Different strategies for dealing with missing data:

- Ignore the issue
  - some things may break / not work as expected
- Remove rows/columns with missing data
  - remove all rows with missing data: `df.dropna(axis=0)`
  - remove all columns with missing data: `df.dropna(axis=1)`
- Guess (impute) missing data
  - replace all missing entries with a value: `df.fillna(1)`
  - replace missing entries with mean for that column `df.fillna(df.mean())`
  - replace each missing entry with previous valid entry: `df.fillna(method="pad")`
  - replace missing by interpolating between valid entries: `df.interpolate()`

In [None]:
# count missing entries for each column
df.isna().sum()

In [None]:
# If PumpCount is missing, typically so is PumpHoursTotal
# 55 rows are missing at least one of these
pump_missing = df["PumpCount"].isna() | df["PumpHoursTotal"].isna()
print(pump_missing.sum())

In [None]:
# so we could choose to drop these rows
df1 = df.drop(df.loc[pump_missing == True].index)
# here we made a new dataset df1 with these rows dropped
# to drop the rows from the original dataset df, could do:
#
# df = df.drop(df.loc[pump_missing == True].index)
#
# or:
#
# df.drop(df.loc[pump_missing == True].index, inplace=True)
#
print(len(df1))

Data lines:
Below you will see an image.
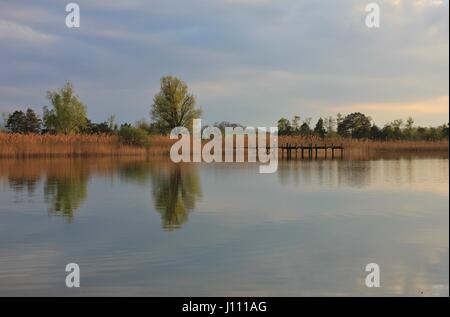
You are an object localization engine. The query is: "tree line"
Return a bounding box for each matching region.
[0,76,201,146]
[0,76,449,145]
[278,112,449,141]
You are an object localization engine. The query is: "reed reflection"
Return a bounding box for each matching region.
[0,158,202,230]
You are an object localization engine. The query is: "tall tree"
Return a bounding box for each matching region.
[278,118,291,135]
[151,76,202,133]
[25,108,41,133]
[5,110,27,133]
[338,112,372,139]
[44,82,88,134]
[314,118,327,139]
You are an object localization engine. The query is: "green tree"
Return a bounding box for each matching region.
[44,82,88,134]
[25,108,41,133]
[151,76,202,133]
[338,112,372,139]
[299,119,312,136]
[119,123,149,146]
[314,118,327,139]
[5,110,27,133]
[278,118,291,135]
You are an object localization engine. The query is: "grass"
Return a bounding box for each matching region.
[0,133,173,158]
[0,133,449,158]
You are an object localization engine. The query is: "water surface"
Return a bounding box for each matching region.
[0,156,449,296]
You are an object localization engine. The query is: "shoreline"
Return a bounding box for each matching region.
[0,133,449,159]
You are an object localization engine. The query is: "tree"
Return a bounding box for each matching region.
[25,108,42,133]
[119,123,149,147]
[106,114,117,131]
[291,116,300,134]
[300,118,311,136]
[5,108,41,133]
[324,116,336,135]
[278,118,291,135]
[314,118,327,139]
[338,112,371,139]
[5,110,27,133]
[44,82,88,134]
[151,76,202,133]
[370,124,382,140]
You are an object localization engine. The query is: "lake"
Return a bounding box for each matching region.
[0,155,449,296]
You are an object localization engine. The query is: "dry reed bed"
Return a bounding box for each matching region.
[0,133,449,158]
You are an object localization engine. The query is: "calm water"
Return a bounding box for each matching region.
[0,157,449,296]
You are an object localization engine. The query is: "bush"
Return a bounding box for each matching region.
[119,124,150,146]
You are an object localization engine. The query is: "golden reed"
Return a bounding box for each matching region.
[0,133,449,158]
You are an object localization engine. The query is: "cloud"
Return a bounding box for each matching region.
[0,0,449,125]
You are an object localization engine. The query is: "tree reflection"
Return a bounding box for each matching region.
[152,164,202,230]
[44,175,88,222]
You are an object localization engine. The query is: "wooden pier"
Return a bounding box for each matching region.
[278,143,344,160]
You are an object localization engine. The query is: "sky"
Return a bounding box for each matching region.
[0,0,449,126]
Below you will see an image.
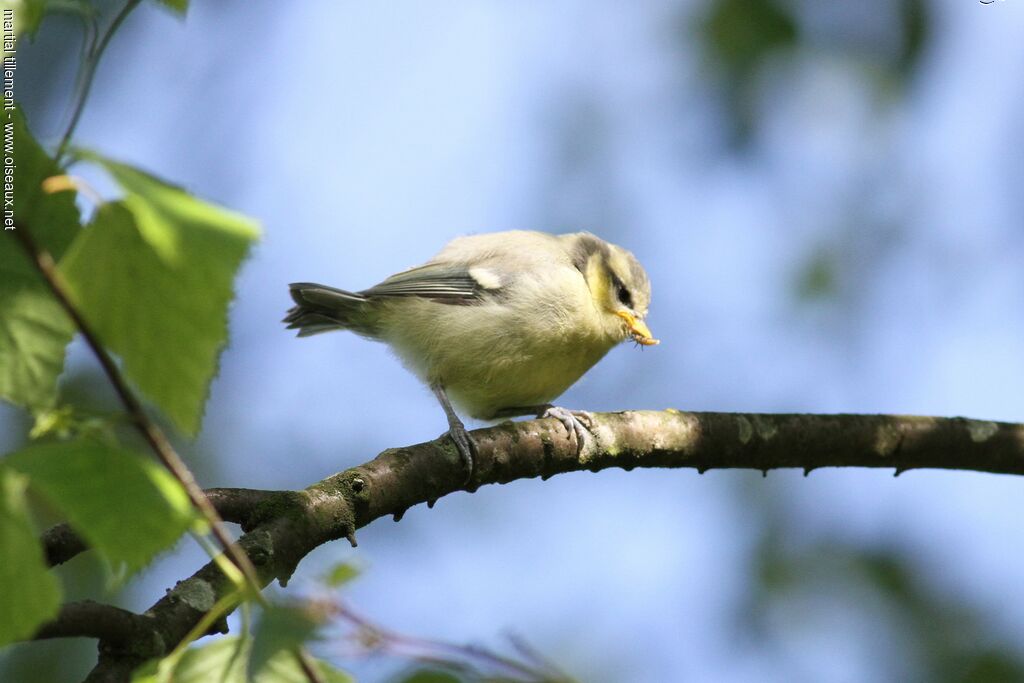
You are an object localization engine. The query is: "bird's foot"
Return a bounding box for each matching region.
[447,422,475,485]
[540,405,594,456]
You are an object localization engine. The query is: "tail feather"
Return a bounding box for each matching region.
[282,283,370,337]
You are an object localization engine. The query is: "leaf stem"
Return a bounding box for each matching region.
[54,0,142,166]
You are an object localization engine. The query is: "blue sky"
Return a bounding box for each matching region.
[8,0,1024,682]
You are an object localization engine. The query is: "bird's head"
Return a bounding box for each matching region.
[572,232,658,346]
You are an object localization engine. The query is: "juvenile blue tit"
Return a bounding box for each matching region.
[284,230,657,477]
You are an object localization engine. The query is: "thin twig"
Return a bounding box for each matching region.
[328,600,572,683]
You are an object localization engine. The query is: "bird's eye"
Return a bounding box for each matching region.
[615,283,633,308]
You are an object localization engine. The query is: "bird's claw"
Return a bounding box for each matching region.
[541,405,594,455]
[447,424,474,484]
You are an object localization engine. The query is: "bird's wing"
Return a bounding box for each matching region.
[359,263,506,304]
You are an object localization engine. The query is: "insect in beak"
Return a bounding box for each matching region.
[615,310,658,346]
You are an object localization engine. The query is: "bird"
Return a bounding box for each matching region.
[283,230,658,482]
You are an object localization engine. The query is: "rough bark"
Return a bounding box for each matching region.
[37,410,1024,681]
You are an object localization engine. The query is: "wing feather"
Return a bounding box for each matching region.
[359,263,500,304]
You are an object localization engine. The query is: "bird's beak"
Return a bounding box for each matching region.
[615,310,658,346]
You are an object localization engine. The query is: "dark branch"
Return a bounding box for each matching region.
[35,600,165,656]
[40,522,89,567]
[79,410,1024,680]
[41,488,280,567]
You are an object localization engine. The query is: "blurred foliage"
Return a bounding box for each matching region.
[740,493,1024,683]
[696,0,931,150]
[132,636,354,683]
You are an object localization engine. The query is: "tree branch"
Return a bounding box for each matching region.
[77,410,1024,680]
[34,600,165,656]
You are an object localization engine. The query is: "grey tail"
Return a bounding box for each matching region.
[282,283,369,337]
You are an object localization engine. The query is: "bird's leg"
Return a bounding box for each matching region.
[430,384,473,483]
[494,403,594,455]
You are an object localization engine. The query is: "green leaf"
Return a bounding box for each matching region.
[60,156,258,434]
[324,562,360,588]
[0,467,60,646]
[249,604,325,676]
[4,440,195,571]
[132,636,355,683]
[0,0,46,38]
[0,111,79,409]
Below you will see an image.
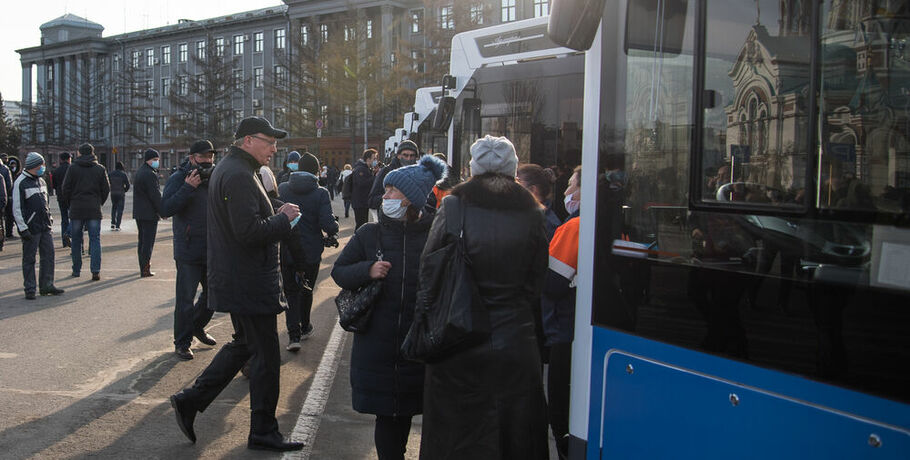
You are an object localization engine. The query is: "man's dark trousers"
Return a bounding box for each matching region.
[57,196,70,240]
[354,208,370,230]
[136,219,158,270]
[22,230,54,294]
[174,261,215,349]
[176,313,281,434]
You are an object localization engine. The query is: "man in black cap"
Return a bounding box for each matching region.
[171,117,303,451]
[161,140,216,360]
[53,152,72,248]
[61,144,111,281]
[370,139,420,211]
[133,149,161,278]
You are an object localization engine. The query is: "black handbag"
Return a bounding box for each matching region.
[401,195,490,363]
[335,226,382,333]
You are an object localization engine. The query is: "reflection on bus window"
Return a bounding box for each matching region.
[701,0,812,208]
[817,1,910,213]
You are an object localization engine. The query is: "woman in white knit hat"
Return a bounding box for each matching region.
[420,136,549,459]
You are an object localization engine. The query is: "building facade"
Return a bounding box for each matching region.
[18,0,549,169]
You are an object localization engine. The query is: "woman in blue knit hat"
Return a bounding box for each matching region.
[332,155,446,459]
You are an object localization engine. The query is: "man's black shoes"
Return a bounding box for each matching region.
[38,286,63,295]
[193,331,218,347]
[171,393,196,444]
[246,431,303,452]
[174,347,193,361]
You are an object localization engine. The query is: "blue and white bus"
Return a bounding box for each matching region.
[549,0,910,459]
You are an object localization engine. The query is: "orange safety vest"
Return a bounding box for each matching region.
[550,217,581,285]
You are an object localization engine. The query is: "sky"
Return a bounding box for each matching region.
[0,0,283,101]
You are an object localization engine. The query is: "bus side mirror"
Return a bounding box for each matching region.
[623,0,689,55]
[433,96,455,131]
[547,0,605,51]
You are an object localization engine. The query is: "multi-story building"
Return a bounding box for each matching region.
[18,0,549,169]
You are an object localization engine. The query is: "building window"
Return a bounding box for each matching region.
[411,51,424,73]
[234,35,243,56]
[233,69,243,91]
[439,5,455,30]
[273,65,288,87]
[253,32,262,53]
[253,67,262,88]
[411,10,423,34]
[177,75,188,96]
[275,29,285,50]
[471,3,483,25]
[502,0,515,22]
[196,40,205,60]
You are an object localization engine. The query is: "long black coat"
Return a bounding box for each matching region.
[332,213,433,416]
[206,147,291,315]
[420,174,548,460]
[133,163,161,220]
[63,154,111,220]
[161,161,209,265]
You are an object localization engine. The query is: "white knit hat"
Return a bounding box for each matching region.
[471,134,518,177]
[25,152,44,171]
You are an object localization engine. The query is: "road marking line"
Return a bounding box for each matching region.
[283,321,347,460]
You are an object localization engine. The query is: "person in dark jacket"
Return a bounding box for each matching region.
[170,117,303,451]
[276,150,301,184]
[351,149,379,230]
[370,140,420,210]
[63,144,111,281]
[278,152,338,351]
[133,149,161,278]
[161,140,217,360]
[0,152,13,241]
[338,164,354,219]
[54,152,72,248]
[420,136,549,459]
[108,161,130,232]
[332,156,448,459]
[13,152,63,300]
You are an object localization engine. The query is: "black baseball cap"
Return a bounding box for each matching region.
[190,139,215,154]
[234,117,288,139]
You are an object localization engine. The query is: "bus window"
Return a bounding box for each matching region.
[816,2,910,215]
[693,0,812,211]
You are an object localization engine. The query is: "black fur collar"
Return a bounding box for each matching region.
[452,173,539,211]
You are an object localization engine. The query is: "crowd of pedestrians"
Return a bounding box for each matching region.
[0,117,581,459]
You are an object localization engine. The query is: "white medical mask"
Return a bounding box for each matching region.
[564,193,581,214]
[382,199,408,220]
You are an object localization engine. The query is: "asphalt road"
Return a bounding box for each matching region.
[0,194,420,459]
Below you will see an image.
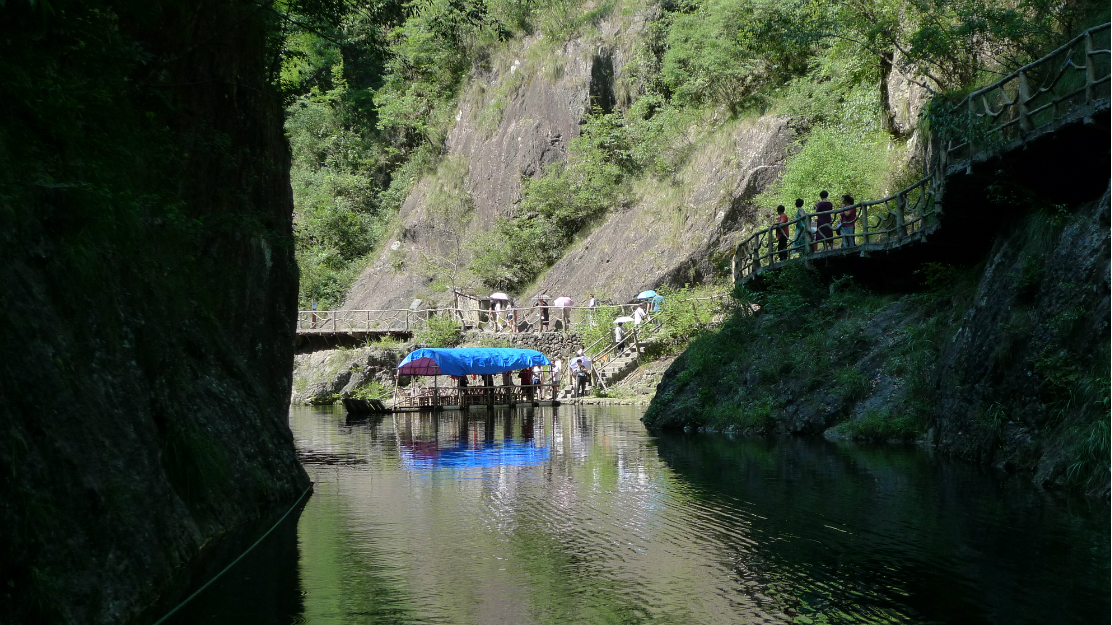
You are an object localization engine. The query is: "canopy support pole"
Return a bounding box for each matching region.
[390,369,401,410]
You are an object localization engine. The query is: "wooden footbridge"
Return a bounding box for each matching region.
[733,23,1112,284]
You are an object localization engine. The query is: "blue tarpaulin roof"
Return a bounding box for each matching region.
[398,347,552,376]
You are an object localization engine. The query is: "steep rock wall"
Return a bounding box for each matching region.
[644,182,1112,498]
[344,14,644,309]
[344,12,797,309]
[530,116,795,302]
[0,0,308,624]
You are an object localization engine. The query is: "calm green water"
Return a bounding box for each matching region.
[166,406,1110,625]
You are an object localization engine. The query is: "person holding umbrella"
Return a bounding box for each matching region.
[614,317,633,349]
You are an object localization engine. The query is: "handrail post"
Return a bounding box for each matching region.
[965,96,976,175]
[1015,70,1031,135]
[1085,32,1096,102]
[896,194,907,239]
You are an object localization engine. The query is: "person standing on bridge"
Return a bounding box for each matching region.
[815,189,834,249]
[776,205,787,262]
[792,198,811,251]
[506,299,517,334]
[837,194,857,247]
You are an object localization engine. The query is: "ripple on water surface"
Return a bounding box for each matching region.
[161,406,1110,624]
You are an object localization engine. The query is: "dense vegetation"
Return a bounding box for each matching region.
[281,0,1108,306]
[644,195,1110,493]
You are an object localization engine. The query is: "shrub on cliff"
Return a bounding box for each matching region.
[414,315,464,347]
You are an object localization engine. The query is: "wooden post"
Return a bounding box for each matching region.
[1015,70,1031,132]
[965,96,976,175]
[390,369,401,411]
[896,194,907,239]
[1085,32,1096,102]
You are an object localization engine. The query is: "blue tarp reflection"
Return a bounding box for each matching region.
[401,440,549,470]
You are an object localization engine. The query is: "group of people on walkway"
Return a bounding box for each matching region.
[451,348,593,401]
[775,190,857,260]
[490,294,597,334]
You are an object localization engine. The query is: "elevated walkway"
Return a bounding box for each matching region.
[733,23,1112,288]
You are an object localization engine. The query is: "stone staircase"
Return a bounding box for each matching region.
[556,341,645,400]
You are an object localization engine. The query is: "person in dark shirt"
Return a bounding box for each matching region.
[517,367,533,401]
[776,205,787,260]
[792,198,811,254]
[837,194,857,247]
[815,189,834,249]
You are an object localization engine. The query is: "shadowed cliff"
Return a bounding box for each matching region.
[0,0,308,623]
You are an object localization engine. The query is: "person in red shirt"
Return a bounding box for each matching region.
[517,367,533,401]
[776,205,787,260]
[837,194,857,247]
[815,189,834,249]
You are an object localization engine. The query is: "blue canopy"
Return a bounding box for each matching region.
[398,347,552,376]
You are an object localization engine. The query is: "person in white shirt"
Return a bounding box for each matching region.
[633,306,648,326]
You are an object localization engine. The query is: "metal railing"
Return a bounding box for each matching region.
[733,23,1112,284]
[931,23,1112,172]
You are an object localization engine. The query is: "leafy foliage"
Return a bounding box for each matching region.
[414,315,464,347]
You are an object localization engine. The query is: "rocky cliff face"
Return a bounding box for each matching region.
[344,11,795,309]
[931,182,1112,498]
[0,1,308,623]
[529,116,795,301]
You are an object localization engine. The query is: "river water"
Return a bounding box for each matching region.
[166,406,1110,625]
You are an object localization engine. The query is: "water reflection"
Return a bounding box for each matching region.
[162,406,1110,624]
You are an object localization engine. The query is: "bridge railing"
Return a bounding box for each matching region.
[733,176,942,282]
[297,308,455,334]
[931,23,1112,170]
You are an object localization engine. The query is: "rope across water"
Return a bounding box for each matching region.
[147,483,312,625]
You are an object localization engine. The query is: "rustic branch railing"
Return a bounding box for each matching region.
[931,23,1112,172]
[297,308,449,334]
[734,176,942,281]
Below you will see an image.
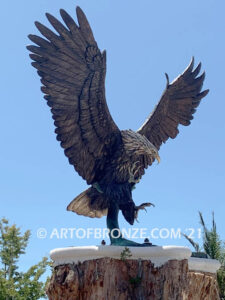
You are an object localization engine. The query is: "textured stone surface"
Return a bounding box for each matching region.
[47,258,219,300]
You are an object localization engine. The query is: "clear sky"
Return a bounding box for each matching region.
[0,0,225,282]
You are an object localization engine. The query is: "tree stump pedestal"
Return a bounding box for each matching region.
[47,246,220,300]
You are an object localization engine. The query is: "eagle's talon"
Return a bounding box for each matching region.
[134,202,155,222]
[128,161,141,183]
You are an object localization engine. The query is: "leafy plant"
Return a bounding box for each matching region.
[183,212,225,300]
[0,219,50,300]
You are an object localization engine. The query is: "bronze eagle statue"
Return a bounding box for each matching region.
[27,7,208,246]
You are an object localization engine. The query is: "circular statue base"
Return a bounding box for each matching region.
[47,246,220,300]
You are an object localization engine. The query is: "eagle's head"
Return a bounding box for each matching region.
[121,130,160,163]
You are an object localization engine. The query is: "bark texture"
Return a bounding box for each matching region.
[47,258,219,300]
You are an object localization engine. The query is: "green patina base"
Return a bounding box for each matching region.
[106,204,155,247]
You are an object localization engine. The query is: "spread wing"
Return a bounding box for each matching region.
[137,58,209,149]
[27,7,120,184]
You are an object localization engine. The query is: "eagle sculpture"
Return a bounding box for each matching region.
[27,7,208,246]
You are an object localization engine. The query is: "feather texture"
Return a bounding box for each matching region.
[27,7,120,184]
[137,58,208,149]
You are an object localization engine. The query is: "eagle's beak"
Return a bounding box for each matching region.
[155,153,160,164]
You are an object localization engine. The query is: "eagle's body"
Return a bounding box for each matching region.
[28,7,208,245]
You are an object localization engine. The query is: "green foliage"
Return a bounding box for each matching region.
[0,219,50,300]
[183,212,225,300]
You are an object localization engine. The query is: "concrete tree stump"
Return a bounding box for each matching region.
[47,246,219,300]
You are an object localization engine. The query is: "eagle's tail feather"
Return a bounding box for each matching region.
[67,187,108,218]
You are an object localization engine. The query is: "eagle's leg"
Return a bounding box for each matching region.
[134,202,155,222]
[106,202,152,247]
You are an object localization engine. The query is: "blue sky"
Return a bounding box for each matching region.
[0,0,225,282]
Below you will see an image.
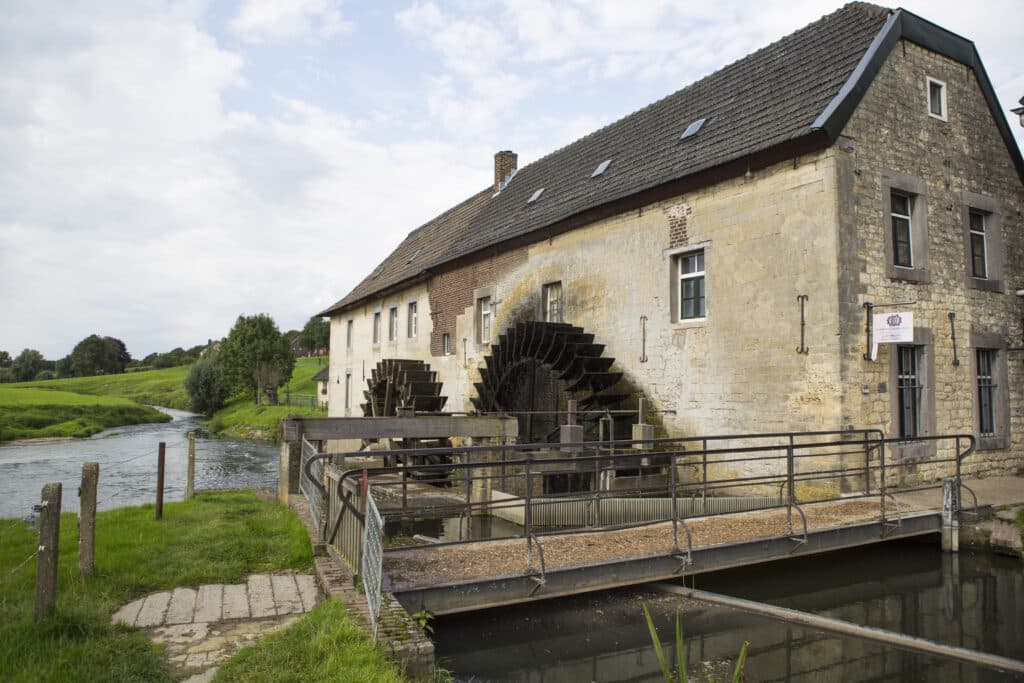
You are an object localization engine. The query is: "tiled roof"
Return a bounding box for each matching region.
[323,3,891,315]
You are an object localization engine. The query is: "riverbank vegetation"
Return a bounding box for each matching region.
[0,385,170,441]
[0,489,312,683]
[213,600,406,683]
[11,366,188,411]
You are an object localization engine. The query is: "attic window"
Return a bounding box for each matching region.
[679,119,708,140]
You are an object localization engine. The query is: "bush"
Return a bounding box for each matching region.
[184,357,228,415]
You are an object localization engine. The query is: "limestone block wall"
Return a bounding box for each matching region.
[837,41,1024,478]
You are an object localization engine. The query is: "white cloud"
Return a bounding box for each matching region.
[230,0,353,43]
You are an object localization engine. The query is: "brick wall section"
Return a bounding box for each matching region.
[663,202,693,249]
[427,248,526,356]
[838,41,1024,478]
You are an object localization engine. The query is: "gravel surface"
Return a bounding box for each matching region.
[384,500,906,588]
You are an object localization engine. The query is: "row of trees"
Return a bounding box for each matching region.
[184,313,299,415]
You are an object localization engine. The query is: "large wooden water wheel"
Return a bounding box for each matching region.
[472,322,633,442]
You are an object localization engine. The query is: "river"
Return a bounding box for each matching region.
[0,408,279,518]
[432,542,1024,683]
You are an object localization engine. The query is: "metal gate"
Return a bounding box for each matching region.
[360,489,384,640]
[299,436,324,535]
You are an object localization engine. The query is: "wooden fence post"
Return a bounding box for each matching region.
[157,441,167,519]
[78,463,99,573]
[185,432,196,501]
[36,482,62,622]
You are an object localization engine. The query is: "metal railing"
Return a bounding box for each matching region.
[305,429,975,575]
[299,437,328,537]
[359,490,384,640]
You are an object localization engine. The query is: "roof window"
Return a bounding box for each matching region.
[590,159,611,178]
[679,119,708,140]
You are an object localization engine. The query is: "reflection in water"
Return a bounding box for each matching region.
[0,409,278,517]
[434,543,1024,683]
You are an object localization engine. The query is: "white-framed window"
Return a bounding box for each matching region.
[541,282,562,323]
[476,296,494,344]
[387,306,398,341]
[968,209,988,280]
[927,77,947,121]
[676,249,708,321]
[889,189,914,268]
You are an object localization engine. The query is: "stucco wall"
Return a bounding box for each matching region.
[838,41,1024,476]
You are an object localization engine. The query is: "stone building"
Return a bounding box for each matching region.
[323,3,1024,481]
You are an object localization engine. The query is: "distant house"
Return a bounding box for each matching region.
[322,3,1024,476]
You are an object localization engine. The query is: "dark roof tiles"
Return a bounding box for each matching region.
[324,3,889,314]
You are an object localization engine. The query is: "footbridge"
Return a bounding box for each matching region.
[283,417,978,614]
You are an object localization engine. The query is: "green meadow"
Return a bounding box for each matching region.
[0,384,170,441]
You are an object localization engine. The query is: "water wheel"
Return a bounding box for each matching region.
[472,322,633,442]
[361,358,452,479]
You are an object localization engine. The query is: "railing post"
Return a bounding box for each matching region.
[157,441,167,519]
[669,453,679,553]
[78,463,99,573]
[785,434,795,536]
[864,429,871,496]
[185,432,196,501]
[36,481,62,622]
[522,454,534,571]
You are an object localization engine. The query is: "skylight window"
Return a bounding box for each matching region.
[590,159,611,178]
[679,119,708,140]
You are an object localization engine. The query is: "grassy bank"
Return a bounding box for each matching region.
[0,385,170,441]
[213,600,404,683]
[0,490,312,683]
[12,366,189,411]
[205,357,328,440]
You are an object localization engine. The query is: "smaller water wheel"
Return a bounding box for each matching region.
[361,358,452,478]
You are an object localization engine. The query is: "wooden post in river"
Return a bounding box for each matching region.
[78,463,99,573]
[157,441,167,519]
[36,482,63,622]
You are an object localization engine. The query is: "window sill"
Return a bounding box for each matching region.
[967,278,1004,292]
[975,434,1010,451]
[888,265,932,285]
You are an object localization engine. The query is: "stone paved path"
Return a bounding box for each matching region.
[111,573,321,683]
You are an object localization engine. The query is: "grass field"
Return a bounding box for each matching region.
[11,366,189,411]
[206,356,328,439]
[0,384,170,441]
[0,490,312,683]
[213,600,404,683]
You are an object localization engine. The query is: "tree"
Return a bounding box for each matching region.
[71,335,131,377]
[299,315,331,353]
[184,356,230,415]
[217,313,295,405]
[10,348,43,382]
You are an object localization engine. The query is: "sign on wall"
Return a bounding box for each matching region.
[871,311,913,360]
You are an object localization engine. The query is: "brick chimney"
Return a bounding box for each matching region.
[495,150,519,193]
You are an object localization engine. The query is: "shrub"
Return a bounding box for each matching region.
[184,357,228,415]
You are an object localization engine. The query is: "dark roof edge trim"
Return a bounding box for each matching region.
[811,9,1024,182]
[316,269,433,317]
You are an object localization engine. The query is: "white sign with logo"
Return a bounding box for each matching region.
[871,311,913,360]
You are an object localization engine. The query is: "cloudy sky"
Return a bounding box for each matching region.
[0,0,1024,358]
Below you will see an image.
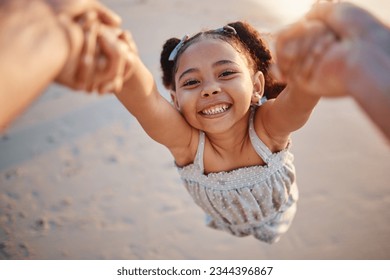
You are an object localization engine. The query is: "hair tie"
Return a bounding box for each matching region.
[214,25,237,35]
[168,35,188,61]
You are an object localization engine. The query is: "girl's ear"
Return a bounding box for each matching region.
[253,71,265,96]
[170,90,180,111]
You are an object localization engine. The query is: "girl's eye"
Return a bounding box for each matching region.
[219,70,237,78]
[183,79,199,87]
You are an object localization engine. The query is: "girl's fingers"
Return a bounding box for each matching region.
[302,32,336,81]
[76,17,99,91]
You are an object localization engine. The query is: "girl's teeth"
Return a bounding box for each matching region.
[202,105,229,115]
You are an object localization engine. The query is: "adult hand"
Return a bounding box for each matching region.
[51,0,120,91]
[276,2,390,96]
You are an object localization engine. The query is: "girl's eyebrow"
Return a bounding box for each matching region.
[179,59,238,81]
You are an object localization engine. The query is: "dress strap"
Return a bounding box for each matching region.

What is asked:
A - Gather every line of the records that contains the string "brick".
B - Please pick up the missing-data notes after their final line and carry them further.
The missing-data notes and the records come from unrelated sources.

Written responses:
A -
You are an object localization engine. The query is: "brick wall section"
You are an object localization engine. The query is: "brick chimney"

B -
In [None]:
# another equivalent way to do this
df2 = df.dropna(subset=["PumpCount", "PumpHoursTotal"])
print(len(df2))

In [None]:
# but if we drop them, we lose valid data from other columns
# let's look at the distribution of values:
fig, axs = plt.subplots(1, 2, figsize=(14, 6))
df.plot.hist(y="PumpCount", ax=axs[0])
df.plot.hist(y="PumpHoursTotal", ax=axs[1])
plt.plot()

In [None]:
# looks like it would be better to replace missing PumpCount and PumpHoursTotal fields with 1
?df.fillna
df.fillna({"PumpCount": 1, "PumpHoursTotal": 1}, inplace=True)

In [None]:
df.isna().sum()

# Count the unique entries in each column

In [None]:
df.nunique().sort_values()

In [None]:
# this column is always the same:
df["TypeOfIncident"].unique()

In [None]:
# so not interesting - we can drop it from our dataframe:
df.drop("TypeOfIncident", axis=1, inplace=True)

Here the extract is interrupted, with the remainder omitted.